Entries from a dataset
## begin

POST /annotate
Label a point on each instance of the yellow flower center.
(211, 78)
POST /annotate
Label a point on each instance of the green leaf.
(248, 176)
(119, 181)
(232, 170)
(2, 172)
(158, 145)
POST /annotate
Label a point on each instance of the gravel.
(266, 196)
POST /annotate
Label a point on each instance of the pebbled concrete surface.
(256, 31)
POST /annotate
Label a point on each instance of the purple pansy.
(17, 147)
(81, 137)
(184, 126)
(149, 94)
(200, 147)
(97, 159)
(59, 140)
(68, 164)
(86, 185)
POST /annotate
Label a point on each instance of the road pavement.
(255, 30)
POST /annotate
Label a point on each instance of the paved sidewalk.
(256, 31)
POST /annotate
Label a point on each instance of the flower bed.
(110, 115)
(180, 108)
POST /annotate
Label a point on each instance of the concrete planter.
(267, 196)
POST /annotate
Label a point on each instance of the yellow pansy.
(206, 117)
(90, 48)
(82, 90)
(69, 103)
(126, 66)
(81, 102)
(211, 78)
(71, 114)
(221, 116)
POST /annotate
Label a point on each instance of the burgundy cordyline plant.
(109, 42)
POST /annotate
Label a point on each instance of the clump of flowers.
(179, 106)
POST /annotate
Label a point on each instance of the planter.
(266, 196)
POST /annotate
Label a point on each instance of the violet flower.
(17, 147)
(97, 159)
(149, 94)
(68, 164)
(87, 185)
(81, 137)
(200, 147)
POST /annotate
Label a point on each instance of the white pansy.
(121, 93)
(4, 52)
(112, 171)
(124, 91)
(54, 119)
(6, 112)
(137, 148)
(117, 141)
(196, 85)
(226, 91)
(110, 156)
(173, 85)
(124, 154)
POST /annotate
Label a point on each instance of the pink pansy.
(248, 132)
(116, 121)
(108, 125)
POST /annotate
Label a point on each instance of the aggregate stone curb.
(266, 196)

## end

- [BRIEF] Transcribe the entire listing above precisely.

- [FINISHED TASK]
POST /annotate
Label a point on each instance of the yellow flower center.
(211, 78)
POST /annotate
Label a point on each instance of the green leaf.
(248, 176)
(119, 181)
(232, 170)
(2, 172)
(158, 145)
POST /annotate
Label a point on each instance of the gravel.
(266, 196)
POST /annotate
Label a point on each instance of the pebbled concrete surface.
(256, 31)
POST /annotate
Label a point on each instance of the purple pansy.
(17, 147)
(81, 137)
(184, 126)
(149, 94)
(200, 147)
(97, 159)
(59, 140)
(68, 164)
(86, 185)
POST /annotate
Label a point on each instance of the road pavement.
(255, 30)
POST /annotate
Label a point on each instance of the paved sidewalk.
(256, 31)
POST /annotate
Label a point on each instance of the flower bed.
(110, 115)
(180, 108)
POST /annotate
Label a point on each instance of the concrete planter.
(267, 196)
POST /annotate
Label a point on each instance of the yellow pansy.
(206, 117)
(90, 48)
(82, 90)
(69, 103)
(126, 66)
(81, 102)
(211, 78)
(71, 114)
(221, 116)
POST /annotate
Label a point on each instance of the burgundy cordyline plant.
(109, 42)
POST /annotate
Label a point on each instance of the clump of flowers.
(179, 106)
POST /annotate
Label a point on each instance of the planter.
(266, 196)
POST /annotate
Label a point on each instance of the violet flower.
(17, 147)
(97, 159)
(149, 94)
(68, 164)
(87, 185)
(81, 137)
(200, 147)
POST /annotate
Label a point on each instance of the white pansy.
(121, 93)
(4, 52)
(112, 171)
(124, 91)
(54, 119)
(6, 112)
(137, 148)
(117, 141)
(196, 85)
(226, 91)
(110, 156)
(173, 85)
(124, 154)
POST /annotate
Label a point on each instance of the pink pansy.
(248, 132)
(116, 121)
(108, 125)
POST /annotate
Label a point on each instance of the aggregate stone curb.
(266, 196)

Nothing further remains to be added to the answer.